Each line below should be reproduced without any alteration.

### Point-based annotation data
Start

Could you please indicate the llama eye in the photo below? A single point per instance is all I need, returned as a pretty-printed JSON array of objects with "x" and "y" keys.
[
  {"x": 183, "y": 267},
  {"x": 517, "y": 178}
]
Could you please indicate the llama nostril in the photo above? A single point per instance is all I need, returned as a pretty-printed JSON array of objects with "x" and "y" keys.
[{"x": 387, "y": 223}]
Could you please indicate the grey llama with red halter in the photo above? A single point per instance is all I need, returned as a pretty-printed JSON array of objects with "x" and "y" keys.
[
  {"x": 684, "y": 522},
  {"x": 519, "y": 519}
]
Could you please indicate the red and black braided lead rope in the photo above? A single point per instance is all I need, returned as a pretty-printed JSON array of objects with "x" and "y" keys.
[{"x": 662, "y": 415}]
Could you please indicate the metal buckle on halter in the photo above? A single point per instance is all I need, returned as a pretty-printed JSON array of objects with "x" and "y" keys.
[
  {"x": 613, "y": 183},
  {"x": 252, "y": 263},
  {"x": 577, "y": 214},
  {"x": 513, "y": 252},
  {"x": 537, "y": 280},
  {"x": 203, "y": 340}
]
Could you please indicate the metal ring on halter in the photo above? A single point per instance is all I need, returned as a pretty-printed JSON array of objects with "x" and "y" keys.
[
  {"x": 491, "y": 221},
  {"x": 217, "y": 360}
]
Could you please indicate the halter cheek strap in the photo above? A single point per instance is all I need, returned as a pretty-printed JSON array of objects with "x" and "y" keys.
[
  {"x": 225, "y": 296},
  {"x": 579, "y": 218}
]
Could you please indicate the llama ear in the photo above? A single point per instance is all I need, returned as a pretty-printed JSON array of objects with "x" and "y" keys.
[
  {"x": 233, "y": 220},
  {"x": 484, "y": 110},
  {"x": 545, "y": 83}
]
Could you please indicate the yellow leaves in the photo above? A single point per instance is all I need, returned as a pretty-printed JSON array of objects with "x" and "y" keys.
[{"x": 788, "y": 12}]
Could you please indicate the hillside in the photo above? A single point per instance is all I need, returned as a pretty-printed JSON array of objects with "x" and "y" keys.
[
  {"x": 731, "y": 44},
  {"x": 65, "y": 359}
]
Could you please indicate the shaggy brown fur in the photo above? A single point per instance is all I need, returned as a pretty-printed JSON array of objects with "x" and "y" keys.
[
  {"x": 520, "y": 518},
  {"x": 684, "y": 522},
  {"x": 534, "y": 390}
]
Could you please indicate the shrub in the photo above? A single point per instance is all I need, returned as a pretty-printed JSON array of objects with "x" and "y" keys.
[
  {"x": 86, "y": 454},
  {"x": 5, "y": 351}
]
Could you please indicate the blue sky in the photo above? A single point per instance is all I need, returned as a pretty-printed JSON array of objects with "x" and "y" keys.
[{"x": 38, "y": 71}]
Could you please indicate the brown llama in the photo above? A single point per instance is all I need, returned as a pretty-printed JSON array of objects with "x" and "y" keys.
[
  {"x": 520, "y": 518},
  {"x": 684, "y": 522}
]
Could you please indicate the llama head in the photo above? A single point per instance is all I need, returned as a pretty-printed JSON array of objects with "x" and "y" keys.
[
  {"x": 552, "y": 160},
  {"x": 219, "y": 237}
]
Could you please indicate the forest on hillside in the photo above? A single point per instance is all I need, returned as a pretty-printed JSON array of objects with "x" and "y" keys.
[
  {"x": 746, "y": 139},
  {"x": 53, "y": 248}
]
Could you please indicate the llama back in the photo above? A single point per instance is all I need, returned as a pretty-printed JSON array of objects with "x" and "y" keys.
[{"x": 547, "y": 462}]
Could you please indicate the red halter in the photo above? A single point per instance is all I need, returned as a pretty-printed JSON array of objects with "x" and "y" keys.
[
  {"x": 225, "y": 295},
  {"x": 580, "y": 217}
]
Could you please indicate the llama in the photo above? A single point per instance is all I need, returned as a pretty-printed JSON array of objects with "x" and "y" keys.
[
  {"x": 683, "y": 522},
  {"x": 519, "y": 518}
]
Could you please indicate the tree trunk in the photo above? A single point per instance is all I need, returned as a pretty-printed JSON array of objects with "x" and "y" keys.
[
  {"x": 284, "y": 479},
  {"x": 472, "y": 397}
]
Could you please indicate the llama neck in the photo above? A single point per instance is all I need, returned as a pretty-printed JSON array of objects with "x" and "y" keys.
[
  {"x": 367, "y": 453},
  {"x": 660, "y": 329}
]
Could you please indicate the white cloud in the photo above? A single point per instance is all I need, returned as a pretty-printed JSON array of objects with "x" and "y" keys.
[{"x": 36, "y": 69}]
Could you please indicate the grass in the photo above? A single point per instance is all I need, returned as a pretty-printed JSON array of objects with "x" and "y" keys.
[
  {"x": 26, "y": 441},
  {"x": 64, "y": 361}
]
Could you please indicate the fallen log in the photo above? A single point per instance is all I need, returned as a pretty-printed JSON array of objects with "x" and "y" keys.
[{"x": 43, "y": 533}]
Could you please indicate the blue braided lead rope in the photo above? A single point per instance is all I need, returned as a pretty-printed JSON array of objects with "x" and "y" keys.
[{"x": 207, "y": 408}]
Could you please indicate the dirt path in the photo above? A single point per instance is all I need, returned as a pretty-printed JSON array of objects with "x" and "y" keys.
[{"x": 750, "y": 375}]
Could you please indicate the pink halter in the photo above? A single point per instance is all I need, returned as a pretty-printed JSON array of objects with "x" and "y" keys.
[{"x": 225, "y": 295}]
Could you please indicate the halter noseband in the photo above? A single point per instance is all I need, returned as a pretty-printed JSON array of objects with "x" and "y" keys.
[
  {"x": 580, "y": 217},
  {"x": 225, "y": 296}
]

End

### Correct response
Could you please indicate the llama eye in the photo below? A single point per instance is all I need, returned as a pretty-printed JSON array of objects with "x" and "y" keys.
[
  {"x": 183, "y": 267},
  {"x": 517, "y": 178}
]
Could you please indicate the llama nostril in the photo above? A single point per instance is all I need, returned as a pretty-printed JSON array of objects with "x" and "y" keys.
[{"x": 387, "y": 223}]
Could you please indicate the grey llama with red halter in the photo above? A single point per instance is all I need, returned as a pretty-printed JSON array of objects with "x" and "y" keys.
[
  {"x": 684, "y": 522},
  {"x": 519, "y": 519}
]
Could you please indicate the red and black braided lead rope in the photo above? A single point per instance is all I need, returned as a pretty-printed JSON array of objects with "x" and "y" keys.
[{"x": 662, "y": 415}]
Could you please indicate the metal buckle on halter in the photo above? A single point per instance is all I need, returned as a pretty-printed JSON array of objects with "x" and "y" keys.
[
  {"x": 613, "y": 183},
  {"x": 252, "y": 263},
  {"x": 577, "y": 214},
  {"x": 513, "y": 252},
  {"x": 537, "y": 280},
  {"x": 203, "y": 340}
]
Could you please indicate the metal ring on halter in the photo above? A single point per instance is all I need, returned as a pretty-printed JSON array of objects with "x" and "y" keys.
[
  {"x": 491, "y": 221},
  {"x": 217, "y": 360}
]
Could you please indicate the halter cheek strap in the photo above? A single point per instance is all I need, returned as a pretty-printed JSON array of objects with "x" and "y" keys.
[
  {"x": 225, "y": 296},
  {"x": 579, "y": 218}
]
Could you please indicate the llama ear in the photo above? A single point per instance is all I need, returned as a pretty-printed JSON array of objects with "x" and "y" keys.
[
  {"x": 233, "y": 220},
  {"x": 484, "y": 110},
  {"x": 545, "y": 83}
]
Could you please indicate the yellow leaves in the photo above? A single point per instance is all I need, returned as a pretty-printed JSON array of objects with "x" and "y" keys.
[{"x": 788, "y": 12}]
Could you please indicate the hillside in the photo above? A single point per instance is all I need, returned as a pretty-printed JSON array of objects with "x" and "y" keys.
[
  {"x": 731, "y": 44},
  {"x": 65, "y": 359}
]
Could you please indicate the shaggy brown fur in the photo above? A single point per instance is all I need, returned as a pretty-printed JSON array of objects with "x" and "y" keys.
[
  {"x": 520, "y": 518},
  {"x": 684, "y": 522},
  {"x": 534, "y": 390}
]
Could you please indicate the shrub in the photo above? A single point per instance is all I need, returned as a pretty-printed JSON array of objects with "x" and "y" keys.
[
  {"x": 86, "y": 454},
  {"x": 5, "y": 351}
]
Could you please indicate the blue sky in the photo above? A single point per instance is all I need, returned as a pretty-printed JSON array of objects with "x" and "y" keys.
[{"x": 38, "y": 71}]
Could you please indicate the brown llama in the photo above? A single point per instance is all I need, returned as a pretty-printed JSON array of objects with "x" and "y" keys.
[
  {"x": 520, "y": 518},
  {"x": 684, "y": 522}
]
Could you please indicate the llama head in the photo above? A single point per instance is all I need, returned as a pretty-printed JSON array of objects with "x" and "y" keys.
[
  {"x": 552, "y": 160},
  {"x": 219, "y": 237}
]
Could you please indicate the forest on hillside in the photo above? A single point per instance is all I need, returned as a pretty-printed JSON array of objects with "x" and "y" keys.
[
  {"x": 746, "y": 139},
  {"x": 53, "y": 248}
]
Could you please indicate the llama back in the photo above? A single point per instance is all I need, returned as a pretty-printed JSON array of objects with "x" and "y" keys.
[{"x": 547, "y": 462}]
Could you please indicate the red halter in the photo above? A single point per instance is all I need, returned as a pretty-printed JSON array of objects with "x" and "y" keys.
[
  {"x": 225, "y": 295},
  {"x": 580, "y": 217}
]
Could you please indicate the llama in the photo above? A single point per instance is all I need, returned as a pretty-printed JSON array of objects with "x" and "y" keys.
[
  {"x": 683, "y": 522},
  {"x": 519, "y": 518}
]
Could you please indicate the tree trunk in the photo above? A single point per instance is all I need, returned as a pretty-printed JSON array of objects with "x" and "y" keys.
[
  {"x": 284, "y": 479},
  {"x": 472, "y": 397}
]
Could you please indicate the llama neck in the photo above? A single point per instance is all I need, returned as a pretty-printed JSON array of objects with "x" and "y" keys.
[
  {"x": 367, "y": 453},
  {"x": 660, "y": 329}
]
Could you please indicate the white cloud in the photo above? A single point per instance is all I need, returned as a pretty-printed JSON array of objects with "x" and "y" keys.
[{"x": 36, "y": 69}]
Could you please indicate the grass in the photo above? A single point per instance is all I need, returned as a pretty-printed JSON array of objects with "x" and "y" keys.
[
  {"x": 26, "y": 441},
  {"x": 64, "y": 361}
]
Could you please indicate the fallen log in the photo above? A single point per instance is all I need, returned as a pretty-printed JSON array of objects with "x" and "y" keys.
[{"x": 43, "y": 533}]
Could you please indicate the blue braided lead rope in the photo above? A single point per instance is all I need, returned as a pretty-printed JSON array of objects with "x" and "y" keys.
[{"x": 207, "y": 408}]
Could you please indicate the dirt path in the photo above? A single point per instance is all I need, returned as a pretty-printed JSON array of objects with "x" and "y" keys.
[{"x": 750, "y": 375}]
Could you please indicate the pink halter in the photo above? A single point per instance is all I need, returned as a pretty-printed JSON array of objects with "x" and "y" keys.
[{"x": 225, "y": 295}]
Could you please indicate the halter noseband in the photo above? A single point per instance is all I need, returned as a pretty-printed JSON array of objects with "x" and "y" keys.
[
  {"x": 580, "y": 217},
  {"x": 225, "y": 296}
]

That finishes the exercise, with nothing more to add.